> [WHAT THE TASK ASKS] Reproduce, word for word, every line starting at the line that contains "Could you please point out the lamp" and ending with the final line of the entries.

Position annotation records

/---

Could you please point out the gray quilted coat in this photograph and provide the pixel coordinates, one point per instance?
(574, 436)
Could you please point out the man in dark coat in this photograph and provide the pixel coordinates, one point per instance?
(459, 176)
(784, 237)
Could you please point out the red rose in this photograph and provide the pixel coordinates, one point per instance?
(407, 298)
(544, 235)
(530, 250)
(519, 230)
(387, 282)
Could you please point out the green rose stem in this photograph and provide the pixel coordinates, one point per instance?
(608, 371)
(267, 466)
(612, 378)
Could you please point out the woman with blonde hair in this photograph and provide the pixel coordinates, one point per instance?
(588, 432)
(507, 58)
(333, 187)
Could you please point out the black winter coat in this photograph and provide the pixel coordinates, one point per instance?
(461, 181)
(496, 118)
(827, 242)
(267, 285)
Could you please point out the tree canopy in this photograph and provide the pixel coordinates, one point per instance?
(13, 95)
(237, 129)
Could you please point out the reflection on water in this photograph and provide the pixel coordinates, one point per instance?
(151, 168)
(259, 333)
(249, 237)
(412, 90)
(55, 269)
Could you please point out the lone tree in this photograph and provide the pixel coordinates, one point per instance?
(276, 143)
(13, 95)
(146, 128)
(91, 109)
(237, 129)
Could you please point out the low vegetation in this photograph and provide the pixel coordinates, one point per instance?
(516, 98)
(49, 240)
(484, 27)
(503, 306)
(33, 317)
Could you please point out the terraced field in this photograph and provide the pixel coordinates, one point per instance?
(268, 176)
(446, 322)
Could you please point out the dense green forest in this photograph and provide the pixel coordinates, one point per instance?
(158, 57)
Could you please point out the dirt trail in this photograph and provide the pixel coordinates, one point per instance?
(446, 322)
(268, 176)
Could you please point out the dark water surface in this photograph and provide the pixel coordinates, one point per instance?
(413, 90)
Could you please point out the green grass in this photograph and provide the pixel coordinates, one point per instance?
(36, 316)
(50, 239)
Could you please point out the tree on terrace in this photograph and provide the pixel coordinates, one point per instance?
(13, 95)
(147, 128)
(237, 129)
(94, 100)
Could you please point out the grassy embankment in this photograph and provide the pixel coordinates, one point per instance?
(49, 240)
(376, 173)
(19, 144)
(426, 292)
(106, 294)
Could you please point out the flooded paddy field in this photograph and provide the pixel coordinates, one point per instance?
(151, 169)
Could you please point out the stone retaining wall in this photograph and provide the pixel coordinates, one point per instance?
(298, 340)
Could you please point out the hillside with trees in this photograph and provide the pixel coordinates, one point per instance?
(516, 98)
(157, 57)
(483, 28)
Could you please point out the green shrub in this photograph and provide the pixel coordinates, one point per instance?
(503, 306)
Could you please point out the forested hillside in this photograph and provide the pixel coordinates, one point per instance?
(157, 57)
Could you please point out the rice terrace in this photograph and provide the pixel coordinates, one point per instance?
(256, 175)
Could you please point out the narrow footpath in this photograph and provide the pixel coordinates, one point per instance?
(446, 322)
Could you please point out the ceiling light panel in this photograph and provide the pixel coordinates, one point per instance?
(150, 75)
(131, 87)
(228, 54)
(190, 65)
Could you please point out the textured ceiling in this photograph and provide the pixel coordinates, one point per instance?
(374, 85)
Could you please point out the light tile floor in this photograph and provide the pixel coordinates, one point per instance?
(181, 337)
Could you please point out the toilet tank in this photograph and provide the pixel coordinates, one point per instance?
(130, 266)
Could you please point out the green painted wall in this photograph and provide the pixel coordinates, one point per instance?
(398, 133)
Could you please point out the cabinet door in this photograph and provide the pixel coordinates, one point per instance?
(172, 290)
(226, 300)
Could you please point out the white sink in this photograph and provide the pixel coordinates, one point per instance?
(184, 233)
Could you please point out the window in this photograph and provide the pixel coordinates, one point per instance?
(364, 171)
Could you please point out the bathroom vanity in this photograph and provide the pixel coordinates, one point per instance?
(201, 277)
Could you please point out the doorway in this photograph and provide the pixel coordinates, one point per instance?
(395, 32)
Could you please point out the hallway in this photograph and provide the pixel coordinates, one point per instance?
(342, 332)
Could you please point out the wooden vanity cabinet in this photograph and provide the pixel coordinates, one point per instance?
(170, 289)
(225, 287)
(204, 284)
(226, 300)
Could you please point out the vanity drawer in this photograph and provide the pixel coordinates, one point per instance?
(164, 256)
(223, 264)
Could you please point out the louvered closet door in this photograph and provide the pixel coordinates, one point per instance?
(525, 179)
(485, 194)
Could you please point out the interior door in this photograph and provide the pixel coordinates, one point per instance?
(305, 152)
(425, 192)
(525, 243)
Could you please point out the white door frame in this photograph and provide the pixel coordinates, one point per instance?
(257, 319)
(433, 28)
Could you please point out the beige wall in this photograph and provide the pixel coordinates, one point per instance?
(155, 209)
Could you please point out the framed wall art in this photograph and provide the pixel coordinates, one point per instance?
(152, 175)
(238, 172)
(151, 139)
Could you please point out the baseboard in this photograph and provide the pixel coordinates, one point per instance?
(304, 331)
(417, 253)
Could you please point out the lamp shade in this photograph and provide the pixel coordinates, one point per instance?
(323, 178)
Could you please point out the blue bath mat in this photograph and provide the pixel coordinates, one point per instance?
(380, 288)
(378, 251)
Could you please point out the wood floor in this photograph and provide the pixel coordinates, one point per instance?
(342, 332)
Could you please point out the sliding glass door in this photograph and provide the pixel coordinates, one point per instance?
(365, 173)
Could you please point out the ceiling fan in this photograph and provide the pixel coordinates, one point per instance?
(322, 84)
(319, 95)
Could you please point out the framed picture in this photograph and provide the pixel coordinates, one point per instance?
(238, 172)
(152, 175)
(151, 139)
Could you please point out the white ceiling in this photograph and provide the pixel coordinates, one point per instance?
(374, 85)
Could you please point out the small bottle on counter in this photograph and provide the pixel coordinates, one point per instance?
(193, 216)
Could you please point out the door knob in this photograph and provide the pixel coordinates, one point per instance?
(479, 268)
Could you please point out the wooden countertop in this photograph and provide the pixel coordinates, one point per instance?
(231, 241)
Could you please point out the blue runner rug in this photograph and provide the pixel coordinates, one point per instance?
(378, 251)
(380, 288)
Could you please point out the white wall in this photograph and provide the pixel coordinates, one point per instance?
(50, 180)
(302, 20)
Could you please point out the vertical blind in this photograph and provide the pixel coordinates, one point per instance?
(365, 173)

\---

> [TASK RESULT]
Could you please point out the lamp shade in this photograph and provide the pixel coordinates, one point per instance?
(323, 178)
Could you please point out the blue bath mat in this photograph and provide the pixel coordinates, one point per instance?
(380, 288)
(378, 251)
Could you please point out the wood floor in this photograph and provide the pixel coordinates, one point per instance?
(342, 332)
Could you please point out the sliding glass door in this photograph and provide the pixel coordinates, one point per instance?
(365, 173)
Could you please point out the ceiling fan in this photograph and provide the pixel coordinates, one point per instance?
(322, 84)
(319, 95)
Could you please point out the framed picture in this photograph and provide the pixel coordinates, one point per instance?
(238, 172)
(152, 175)
(151, 139)
Could you please point out the white ceiling in this photograph and provide the pixel coordinates, one point per instance?
(374, 85)
Could you please point out the small bottle on counter in this photograph and provide the pixel coordinates, one point per instance?
(193, 216)
Could you please point out the door knob in this photograph and provide the pixel coordinates, one point per instance?
(479, 268)
Could you please point out the wooden countertop in this photograph and provide the pixel coordinates, one point per instance?
(231, 241)
Could you please point out the blue runner rug in this photograph and provide the pixel coordinates, one point per instance?
(378, 251)
(380, 288)
Could you please point out the white wall in this photograph and provide the pixel coordinates, one point per instance?
(50, 180)
(302, 20)
Could you please point out the vertical blind in this photograph and provide the pixel coordinates, one point per instance?
(365, 173)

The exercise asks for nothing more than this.